• _СТАТЬЯ_

Журнал Ҳаракат №1 (22) 2000. Жамият муаммолари
Ингмар Карлсон - Ислам и политика в Центральной Азии
Те незнание и не заинтересованность, которые долгое время накладывали отпечаток на видение западом ислама в Советском Союзе, после всестороннего краха коммунизма превратились в чисто сенсационный подход к проблеме. Мусульмане в этих новых центральноазиатских государствах изображались как единый национально-культурный блок огромной политической разрушительной силы. Грядущая религиозная война, которую предсказывали, позднее, в особенности после конфликта между христианами–армянами и мусульманами–азербайджанцами, выросла в открытую войну – гражданскую войну, вспыхнувшую в Таджикистане между старым коммунистическим режимом и исламскими фундаменталистами при поддержке из Афганистана.

Создавалось впечатление, что серьезные трещины в прежнем Советском Союзе теперь пролегли вдоль демаркационной линии между европейской и восточной культурой и, несмотря на долгую коммунистическую эпоху, между христианством и исламом, который изображался как решающая сила в новых центральноазиатских государствах. Русская дипломатия теперь говорит об исламской опасности в тех же самых выражениях, что и Милошевич с Караджичем и пытается таким образом выдать вмешательство Москвы в таджикскую гражданскую войну как свой вклад в защиту христианства от исламского фундаментализма.

На этом фоне картина предстоящего нового периода списывается с того, что в конце прошлого столетия британский писатель Р. Киплинг назвал "большим геймом" в Центральной Азии. Тогда главными действующими лицами были Россия и Великобритания. На этот раз борьба с некоторым исламским оттенком должна была бы развернуться между, в первую очередь Россией, Турцией и Ираном, но также были бы замешаны и Саудовская Аравия и ислам в целом. Но такой вывод был бы поспешен.


Ислам во времена коммунизма
Центральная Азия на протяжении своей истории подвергалась 4 разным завоевательским нашествиям: -

арабское вторжение в 7 веке,

- монгольское завоевание в 13 веке,

- ползучая русская экспансия в 18 веке,

- советизация в нашем столетии.

Исламизация, которая стала следствием первого завоевания, несомненно, наложила на этот огромный регион неизгладимый отпечаток, простирающийся в своем действии и до наших дней.

Центральная Азия, с блистательными столицами Бухарой и Самаркандом, стала выдающимся центром исламской культуры, хотя регион и был географически изолирован, после победы шиитов в Персии в 15 веке, от суннитской среды.

Монгольские захватчики были сами покорены исламом, приверженность к которому местного населения вряд ли испытала влияние русской колонизации. Позднее ислам показал себя более сильным в конкуренции с идеологией, которая также претендовала на монопольное обладание вечной истиной и рецептом всеобъемлющего общественного строя.

В своей кампании против религии коммунисты исходили из того, что ислам, так же как и христианская церковь, может быть уничтожен путем слома инфраструктуры. При этом упустили из виду, что суннизм - главное направление в исламе, в отличие от христианской церкви, не зависит от конкретного места совершения культа или же от религиозной иерархии, но и, вместо этого, воспринимает себя как общину, которая не имеет какого-либо посвященного (назначаемого) духовенства.

• _ИСХОДНЫЕ ДАННЫЕ_
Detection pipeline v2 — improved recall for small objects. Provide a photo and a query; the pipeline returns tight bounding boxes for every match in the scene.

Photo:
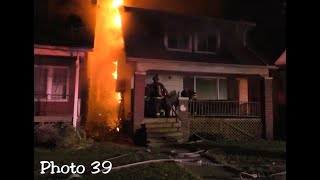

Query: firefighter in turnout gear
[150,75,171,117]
---
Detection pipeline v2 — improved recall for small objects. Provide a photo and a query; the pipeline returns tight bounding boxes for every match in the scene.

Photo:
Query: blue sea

• _УСЛОВИЯ ЗАДАНИЯ_
Можете продолжить статью об исламе и политике в Центральной Азии, начав сразу после её последнего предложения? Эти данные никак не связаны со статьёй.

• _ПИСЬМЕННЫЙ ОТВЕТ_
В 1917 г. (при царизме) еще имелось более 30000 мечетей и 45000 мулл. Коммунистическая кампания против ислама началось с того, что все религиозные суды и школы были закрыты. В 1928 году пришла очередь мечетей, которые либо разрушались, либо перестраивались и переделывались в осквернявшие их первоначальное назначение здания с уничтожением уникального архитектурного наследия, как следствие. В 1942 г. имелось 1300 все еще действовавших мечетей. При Хрущеве эта цифра еще более сократилась и когда началась перестройка, в пятом по величине мусульманского населения государстве мира не было даже 300 мечетей. В 1917 году в Центральной Азии на 700 жителей приходилась 1 мечеть. В середине 80-х соотношение было 1 мечеть на 150000. До революции имелось 600 духовных учебных заведений. Только лишь два из них пережили коммунистов. Бухара имела в досоветское время 360 мечетей и 113 школ по изучению Корана. После советизации в остатке - 3 мечети и одна такая школа.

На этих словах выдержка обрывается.